*About this exercise:* What you return must be exactly the lines running from the one with "of the flat" to the end of the data below, inclusive, and nothing more.

Point localization data:
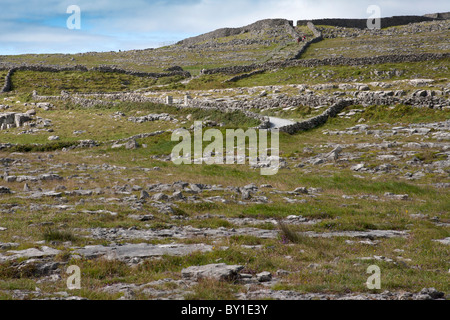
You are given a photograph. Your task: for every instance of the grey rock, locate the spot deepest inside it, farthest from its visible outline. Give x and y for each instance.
(131, 145)
(264, 276)
(215, 271)
(142, 250)
(4, 190)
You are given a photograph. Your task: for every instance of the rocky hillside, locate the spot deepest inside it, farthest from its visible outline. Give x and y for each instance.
(88, 182)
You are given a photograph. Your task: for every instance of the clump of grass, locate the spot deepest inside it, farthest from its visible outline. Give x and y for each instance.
(289, 235)
(47, 147)
(59, 235)
(208, 289)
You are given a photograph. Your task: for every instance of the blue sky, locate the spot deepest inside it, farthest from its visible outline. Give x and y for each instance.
(39, 26)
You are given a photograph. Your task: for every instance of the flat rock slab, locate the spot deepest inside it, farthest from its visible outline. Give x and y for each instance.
(142, 250)
(30, 253)
(444, 241)
(372, 234)
(219, 271)
(180, 233)
(425, 294)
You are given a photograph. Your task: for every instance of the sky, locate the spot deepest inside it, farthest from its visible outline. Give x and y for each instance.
(41, 26)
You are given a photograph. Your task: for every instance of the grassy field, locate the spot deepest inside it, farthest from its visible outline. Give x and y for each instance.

*Solved exercise:*
You are given a photograph. Your task: for every instance of the flat rock slab, locate the spot deepest inside it, farthest from its visible outline. Give x and y for each instance.
(142, 250)
(30, 253)
(444, 241)
(372, 234)
(219, 271)
(180, 233)
(425, 294)
You are given a photograph. Your task: for every instance of the sky, locate the spot deepest inside it, farthest from its visible outline. Give x and y for each instance.
(41, 26)
You are given a photograph. Your task: for every instance of the grassy field, locate the spot deepest inside it, farthest from its visible outline. Give x and y for each instance.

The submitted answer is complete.